§ RECORDS

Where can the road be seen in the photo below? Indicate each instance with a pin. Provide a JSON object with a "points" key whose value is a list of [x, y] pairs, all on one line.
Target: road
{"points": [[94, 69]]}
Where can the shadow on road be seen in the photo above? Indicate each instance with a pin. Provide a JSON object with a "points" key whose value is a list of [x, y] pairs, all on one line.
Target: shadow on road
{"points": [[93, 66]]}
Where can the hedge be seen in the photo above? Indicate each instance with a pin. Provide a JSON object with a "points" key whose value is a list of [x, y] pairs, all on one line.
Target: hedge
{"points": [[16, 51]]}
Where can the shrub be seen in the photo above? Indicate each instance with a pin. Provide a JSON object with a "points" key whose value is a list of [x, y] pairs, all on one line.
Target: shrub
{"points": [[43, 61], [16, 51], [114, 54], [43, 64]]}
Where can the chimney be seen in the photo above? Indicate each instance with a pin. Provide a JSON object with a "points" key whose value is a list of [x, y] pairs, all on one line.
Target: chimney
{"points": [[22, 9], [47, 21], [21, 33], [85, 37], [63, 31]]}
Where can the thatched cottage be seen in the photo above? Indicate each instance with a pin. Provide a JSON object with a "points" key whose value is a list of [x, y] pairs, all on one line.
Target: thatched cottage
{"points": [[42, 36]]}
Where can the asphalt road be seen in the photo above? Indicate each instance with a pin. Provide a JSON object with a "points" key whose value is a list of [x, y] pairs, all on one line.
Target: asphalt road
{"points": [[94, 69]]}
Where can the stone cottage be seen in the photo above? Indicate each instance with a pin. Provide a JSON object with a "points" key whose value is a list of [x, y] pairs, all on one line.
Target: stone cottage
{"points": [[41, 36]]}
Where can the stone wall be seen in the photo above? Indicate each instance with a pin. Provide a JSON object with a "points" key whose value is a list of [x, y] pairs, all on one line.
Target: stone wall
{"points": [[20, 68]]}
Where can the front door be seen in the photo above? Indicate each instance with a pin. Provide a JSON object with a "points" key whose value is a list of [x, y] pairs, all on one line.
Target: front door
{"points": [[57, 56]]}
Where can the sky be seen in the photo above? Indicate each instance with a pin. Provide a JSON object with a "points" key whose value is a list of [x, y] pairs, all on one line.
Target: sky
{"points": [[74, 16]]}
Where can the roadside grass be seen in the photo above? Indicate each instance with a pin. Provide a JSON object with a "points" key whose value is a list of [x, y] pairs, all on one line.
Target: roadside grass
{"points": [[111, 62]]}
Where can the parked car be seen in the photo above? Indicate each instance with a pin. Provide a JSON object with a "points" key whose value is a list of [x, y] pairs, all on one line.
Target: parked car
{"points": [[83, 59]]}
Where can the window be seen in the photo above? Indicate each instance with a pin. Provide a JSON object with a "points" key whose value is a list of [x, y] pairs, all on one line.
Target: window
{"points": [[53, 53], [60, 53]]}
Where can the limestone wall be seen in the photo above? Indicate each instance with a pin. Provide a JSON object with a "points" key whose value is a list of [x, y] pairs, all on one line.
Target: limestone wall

§ YOUR OBJECTIVE
Reproduce all of the records above line for line, without changing a single character.

§ FINAL RESULT
Where can the road be seen in the photo below? Indicate each instance with a pin. Provide a JSON object with a "points" key whose value is a list of [x, y] pairs, all on one line.
Target: road
{"points": [[94, 69]]}
Where can the shadow on road be seen in the photo above? Indicate each instance with a pin. Provide a JSON object with a "points" key whose value is a list of [x, y] pairs, all on one line.
Target: shadow on road
{"points": [[93, 66]]}
Where can the hedge be seen in the photo above? Indicate each instance with a pin. Provide a JSON object with a "points" key whose value is a list of [x, y] pairs, all on one line.
Target: hedge
{"points": [[16, 51]]}
Where can the shrub be seen in the photo above? Indicate each instance with a pin. Provide a JSON object with a "points" key whose value is a list of [x, y] pairs, all on one line.
Target: shrub
{"points": [[43, 61], [16, 51], [114, 54], [43, 64]]}
Where can the chimney be seen in the photo above? Indicate each instance with a pin. Provide a JSON object with a "points" key whose value is a list of [x, y] pairs, all on one line.
Target: chimney
{"points": [[22, 9], [47, 21], [21, 33], [85, 37], [63, 31]]}
Where can the thatched cottage be seen in the photo above? Indicate each instance with a pin. Provide a JSON object with a "points" key whose value is a list of [x, y] pairs, all on one line.
Target: thatched cottage
{"points": [[42, 36]]}
Where can the asphalt road be seen in the photo above? Indicate each instance with a pin. Provide a JSON object with a "points" key whose value is a list of [x, y] pairs, all on one line.
Target: asphalt road
{"points": [[94, 69]]}
Where can the stone cottage be seen in the photo above? Indicate each instance with a pin. Provide a JSON object with a "points" key whose value is a list of [x, y] pairs, all on one line.
Target: stone cottage
{"points": [[41, 36]]}
Where can the stone wall be seen in the photo above? Indicate each instance with a pin. Provide a JSON object with a "points" key whose value is a list of [x, y] pairs, all on one line.
Target: stone wall
{"points": [[20, 68]]}
Where can the front door be seen in the photo above? Indicate each instance with a pin. Provide a JSON object with a "points" key whose value is a list of [x, y] pairs, all on one line.
Target: front door
{"points": [[57, 56]]}
Where can the sky be seen in the photo above? Indicate each instance with a pin. Provide a JSON object with a "points" key whose value is a list of [x, y] pairs, all on one line.
Target: sky
{"points": [[74, 16]]}
Where can the roadside grass be seen in the photo above? Indicate each instance with a pin. Provide a JSON object with a "points" key whose value is a list of [x, y] pairs, all on one line.
Target: roadside grass
{"points": [[111, 62]]}
Where can the parked car be seen in the photo above? Indicate each instance with a pin. Provide a JSON object with a "points" key whose value is a list of [x, y] pairs, all on one line.
Target: parked car
{"points": [[83, 59]]}
Where can the window be seen in the photo above? Indicate each instance with a pin. Provide a JSON object with a "points" key whose value is a list of [x, y] pairs, all on one line.
Target: window
{"points": [[53, 53], [60, 53]]}
Where can the limestone wall be seen in the photo above? Indicate each instance with a pin. Provide a JSON object with a "points" key whose value is a list of [x, y] pairs, all on one line.
Target: limestone wall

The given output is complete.